| Required action 1 |
According to the inference benchmark text below, which three models are currently benchmarked each night?
| Required action 2 |
From the inference benchmark text below, copy out the passage between "They benchmark LLM" and "clear visual graphs.", inclusive.

| Document text |
——————

They benchmark LLM inference performance nightly on major hardware platforms using the latest software currently on three models DeepSeek R1, Llama 70B Instruct, gpt-oss 120B.
Each model/hardware combo is tested across tensor parallel sizes and concurrent requests, showing throughput vs. latency using clear visual graphs.
Recent benchmarks focus on models like Llama 3.3 70B Instruct at FP8 precision, with metrics like token throughput per GPU and latency.
Hardware platforms include H100, H200 (TRT), B200, MI300X, MI325X, MI355X, and more.
🔬 Evolving Algorithms Efficiently with ShinkaEvolve: ShinkaEvolve is an open-source framework designed to discover new algorithms with LLMs at unprecedented sample efficiency, inspired by evolution in nature as a masterful search algorithm.

——————

| Excerpted records |

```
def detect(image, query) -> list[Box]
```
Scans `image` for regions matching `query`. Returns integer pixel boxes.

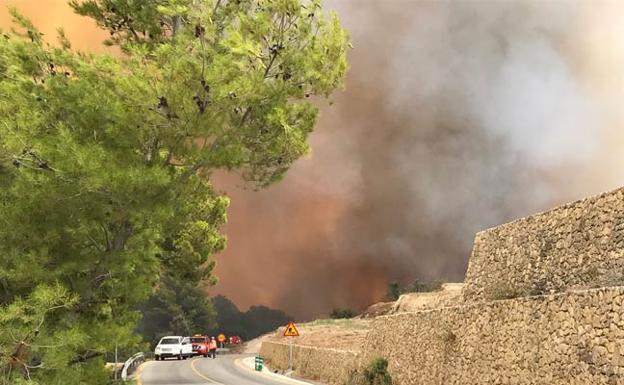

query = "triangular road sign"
[284,322,299,337]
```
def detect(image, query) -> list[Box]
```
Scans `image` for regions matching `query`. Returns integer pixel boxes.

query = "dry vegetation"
[267,319,370,351]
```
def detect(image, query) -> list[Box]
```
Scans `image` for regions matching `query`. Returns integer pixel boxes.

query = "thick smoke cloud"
[0,0,624,319]
[213,0,624,318]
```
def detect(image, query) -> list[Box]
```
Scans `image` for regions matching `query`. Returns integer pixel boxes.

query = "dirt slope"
[388,283,464,314]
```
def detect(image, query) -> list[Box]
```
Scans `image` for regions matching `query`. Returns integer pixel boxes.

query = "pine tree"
[0,0,348,385]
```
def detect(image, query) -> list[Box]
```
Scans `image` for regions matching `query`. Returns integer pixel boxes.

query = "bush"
[347,357,392,385]
[408,279,442,293]
[388,279,442,301]
[329,308,357,319]
[388,281,403,301]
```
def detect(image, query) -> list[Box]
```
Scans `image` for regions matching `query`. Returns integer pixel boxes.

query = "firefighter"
[208,337,217,359]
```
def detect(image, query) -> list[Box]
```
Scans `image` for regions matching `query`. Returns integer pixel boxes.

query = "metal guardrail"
[121,353,145,381]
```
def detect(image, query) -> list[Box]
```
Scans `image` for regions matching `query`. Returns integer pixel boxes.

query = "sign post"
[284,321,299,371]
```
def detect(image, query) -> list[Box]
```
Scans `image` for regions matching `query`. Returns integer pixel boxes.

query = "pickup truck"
[154,336,193,361]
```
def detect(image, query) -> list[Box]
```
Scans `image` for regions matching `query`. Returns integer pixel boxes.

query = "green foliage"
[347,357,392,385]
[388,281,403,301]
[485,282,524,301]
[0,0,348,385]
[407,279,442,293]
[210,295,292,340]
[387,279,442,301]
[329,308,357,319]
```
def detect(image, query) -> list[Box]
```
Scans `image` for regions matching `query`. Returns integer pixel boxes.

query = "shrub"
[408,279,442,293]
[347,357,392,385]
[486,282,522,300]
[388,281,403,301]
[329,308,357,319]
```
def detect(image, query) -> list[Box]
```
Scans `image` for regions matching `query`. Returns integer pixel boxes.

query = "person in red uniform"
[208,337,217,359]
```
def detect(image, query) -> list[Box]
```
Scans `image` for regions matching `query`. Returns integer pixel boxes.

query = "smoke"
[213,0,624,319]
[0,0,624,319]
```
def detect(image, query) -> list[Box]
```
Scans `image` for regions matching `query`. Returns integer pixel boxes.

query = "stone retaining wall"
[260,341,357,385]
[360,287,624,385]
[462,185,624,301]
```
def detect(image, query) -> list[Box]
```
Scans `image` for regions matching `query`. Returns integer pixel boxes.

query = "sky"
[0,0,624,320]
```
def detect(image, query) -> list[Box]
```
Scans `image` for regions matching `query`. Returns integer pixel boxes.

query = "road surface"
[137,354,312,385]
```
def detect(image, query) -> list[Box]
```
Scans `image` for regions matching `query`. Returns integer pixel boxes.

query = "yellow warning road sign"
[284,322,299,337]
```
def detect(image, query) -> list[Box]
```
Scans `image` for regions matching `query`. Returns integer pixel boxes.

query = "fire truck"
[191,334,210,357]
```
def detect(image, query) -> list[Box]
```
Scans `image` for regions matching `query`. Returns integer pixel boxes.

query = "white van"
[154,336,193,361]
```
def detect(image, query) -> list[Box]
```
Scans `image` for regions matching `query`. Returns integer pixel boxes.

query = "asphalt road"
[137,354,310,385]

——————

| Result 1 |
DeepSeek R1, Llama 70B Instruct, and gpt-oss 120B.

| Result 2 |
They benchmark LLM inference performance nightly on major hardware platforms using the latest software currently on three models DeepSeek R1, Llama 70B Instruct, gpt-oss 120B.
Each model/hardware combo is tested across tensor parallel sizes and concurrent requests, showing throughput vs. latency using clear visual graphs.